DATA RECORDS

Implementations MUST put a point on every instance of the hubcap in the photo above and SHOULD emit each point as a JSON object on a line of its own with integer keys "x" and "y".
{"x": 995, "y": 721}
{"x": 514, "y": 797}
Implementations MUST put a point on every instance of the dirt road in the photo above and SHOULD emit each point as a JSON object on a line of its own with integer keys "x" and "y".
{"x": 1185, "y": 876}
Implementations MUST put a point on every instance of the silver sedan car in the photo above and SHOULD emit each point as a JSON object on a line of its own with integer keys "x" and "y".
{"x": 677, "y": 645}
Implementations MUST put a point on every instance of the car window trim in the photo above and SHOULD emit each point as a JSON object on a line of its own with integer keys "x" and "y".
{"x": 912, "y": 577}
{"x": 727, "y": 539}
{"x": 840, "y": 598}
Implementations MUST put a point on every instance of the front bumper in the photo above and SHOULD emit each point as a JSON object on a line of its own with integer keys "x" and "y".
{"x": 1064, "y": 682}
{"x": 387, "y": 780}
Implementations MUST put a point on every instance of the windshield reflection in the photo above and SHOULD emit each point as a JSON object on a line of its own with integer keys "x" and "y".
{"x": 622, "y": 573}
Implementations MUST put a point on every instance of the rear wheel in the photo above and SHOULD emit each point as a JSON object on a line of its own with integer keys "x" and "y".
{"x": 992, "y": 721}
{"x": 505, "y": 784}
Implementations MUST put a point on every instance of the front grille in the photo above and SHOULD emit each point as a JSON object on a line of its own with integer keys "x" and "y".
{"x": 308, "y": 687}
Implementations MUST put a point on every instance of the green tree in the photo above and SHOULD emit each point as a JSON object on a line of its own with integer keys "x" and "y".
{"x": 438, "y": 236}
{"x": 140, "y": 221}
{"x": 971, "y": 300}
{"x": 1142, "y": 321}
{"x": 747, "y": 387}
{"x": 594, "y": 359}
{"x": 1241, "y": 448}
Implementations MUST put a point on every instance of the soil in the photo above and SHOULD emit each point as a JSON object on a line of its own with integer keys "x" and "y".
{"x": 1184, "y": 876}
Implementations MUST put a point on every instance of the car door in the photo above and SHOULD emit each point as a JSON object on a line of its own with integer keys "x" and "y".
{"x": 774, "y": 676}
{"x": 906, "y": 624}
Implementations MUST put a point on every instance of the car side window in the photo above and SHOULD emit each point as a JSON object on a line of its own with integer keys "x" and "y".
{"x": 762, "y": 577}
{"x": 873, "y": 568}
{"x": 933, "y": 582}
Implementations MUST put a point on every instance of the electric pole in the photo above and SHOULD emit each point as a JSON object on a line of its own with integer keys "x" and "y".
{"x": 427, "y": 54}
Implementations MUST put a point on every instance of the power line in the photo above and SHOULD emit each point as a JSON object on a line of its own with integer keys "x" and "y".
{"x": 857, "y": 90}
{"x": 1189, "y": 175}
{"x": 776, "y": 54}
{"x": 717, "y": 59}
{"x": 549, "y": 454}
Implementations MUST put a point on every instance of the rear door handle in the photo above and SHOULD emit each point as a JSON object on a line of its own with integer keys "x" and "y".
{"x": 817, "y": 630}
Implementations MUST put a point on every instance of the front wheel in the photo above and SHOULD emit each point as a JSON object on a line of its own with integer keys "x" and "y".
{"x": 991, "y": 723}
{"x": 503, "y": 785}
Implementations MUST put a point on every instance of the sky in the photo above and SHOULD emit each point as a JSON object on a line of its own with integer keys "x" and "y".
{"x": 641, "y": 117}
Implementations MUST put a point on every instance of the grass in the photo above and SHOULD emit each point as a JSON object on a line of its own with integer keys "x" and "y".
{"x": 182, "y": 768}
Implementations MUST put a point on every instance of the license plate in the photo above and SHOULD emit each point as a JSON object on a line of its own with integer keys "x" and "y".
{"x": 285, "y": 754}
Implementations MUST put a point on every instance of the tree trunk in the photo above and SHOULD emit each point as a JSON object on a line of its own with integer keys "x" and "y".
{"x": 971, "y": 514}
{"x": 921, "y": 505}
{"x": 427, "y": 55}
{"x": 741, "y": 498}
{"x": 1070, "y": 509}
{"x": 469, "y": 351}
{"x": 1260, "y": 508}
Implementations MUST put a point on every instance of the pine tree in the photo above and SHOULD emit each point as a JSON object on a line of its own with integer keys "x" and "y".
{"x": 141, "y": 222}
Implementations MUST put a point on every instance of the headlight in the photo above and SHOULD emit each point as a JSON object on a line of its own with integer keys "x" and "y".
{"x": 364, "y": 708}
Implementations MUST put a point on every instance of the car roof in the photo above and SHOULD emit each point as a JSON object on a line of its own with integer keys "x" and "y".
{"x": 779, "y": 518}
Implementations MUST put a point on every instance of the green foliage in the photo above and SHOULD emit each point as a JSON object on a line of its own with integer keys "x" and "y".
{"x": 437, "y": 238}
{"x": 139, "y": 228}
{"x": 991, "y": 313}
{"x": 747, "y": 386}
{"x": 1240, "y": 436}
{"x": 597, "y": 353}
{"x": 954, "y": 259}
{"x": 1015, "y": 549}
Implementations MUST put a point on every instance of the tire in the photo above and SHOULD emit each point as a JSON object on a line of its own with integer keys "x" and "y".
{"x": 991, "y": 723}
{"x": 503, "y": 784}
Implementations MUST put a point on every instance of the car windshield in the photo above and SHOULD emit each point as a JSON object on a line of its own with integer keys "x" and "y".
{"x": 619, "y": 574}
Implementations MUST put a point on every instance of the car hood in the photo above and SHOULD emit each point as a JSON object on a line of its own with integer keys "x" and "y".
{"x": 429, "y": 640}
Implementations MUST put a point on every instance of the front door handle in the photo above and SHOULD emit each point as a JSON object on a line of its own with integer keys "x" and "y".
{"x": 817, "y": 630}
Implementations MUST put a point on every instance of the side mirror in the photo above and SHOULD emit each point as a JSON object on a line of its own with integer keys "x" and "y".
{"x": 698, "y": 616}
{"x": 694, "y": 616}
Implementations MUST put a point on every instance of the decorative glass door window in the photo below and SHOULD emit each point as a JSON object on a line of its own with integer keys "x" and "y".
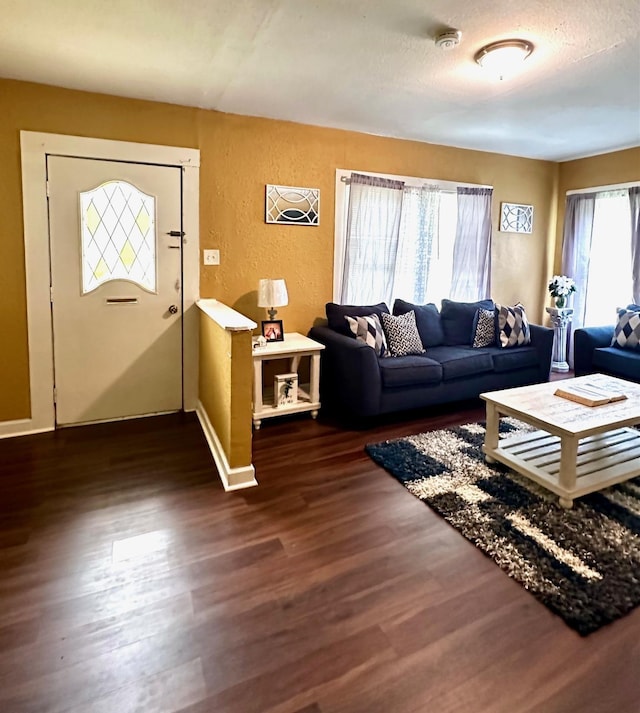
{"x": 118, "y": 236}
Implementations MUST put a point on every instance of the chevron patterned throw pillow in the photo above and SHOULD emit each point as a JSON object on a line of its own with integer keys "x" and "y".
{"x": 513, "y": 327}
{"x": 369, "y": 330}
{"x": 627, "y": 331}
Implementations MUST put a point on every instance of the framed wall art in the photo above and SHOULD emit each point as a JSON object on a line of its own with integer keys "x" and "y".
{"x": 288, "y": 205}
{"x": 516, "y": 218}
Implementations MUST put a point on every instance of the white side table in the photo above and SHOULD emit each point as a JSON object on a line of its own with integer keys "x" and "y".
{"x": 560, "y": 319}
{"x": 294, "y": 347}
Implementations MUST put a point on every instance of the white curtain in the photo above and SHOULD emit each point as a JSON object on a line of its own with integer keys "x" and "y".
{"x": 634, "y": 201}
{"x": 576, "y": 249}
{"x": 471, "y": 278}
{"x": 371, "y": 247}
{"x": 419, "y": 242}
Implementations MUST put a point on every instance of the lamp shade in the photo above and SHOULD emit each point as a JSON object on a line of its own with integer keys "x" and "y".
{"x": 272, "y": 293}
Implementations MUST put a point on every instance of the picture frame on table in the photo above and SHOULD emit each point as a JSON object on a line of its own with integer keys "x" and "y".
{"x": 272, "y": 330}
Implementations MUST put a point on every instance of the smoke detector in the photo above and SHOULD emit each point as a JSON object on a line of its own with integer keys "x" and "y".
{"x": 448, "y": 40}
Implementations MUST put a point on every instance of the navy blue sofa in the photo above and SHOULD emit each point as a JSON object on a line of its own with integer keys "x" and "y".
{"x": 594, "y": 353}
{"x": 357, "y": 383}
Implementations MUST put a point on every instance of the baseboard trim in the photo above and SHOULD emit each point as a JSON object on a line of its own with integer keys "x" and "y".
{"x": 232, "y": 478}
{"x": 21, "y": 427}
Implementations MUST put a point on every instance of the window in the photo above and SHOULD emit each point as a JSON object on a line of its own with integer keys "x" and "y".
{"x": 609, "y": 276}
{"x": 409, "y": 238}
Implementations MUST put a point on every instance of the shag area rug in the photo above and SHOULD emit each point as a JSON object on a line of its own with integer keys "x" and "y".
{"x": 584, "y": 563}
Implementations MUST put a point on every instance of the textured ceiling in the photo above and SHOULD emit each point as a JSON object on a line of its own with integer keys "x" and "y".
{"x": 365, "y": 65}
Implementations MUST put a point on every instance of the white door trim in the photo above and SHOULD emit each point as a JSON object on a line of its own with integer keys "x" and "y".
{"x": 34, "y": 148}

ACTIVITY
Beginning with the line that contains "of the baseboard", quote each line exactly through the last line of the entries above, and nothing beyond them.

RESULT
Implementations MUST put a point on every instance of the baseboard trim in the photo above and SHOULD emit each point as a JSON object on a line of its own with integer keys "x" and "y".
{"x": 232, "y": 478}
{"x": 21, "y": 427}
Implementations MUST put a point on every instance of the window in the photo above and SHOULD emit each point as a JSON object on a line of its own with integer keys "x" and "y".
{"x": 609, "y": 276}
{"x": 409, "y": 238}
Implementations MUST put a point on every instance of the shag area rug in the photo above and SHOULD emit each point as a JSON object on a line of its own with integer keys "x" and "y".
{"x": 584, "y": 563}
Implementations MUST put a point on every instance of the textured ceiling in the photo above and SHOULD emit each point as a JSON object on a line of its own with integer keys "x" and "y".
{"x": 365, "y": 65}
Implementations MUST put a point on every instance of the white door trim in the photo above and SHOULD emit each point as a JSON object on a line of its own with integer keys "x" and "y".
{"x": 34, "y": 148}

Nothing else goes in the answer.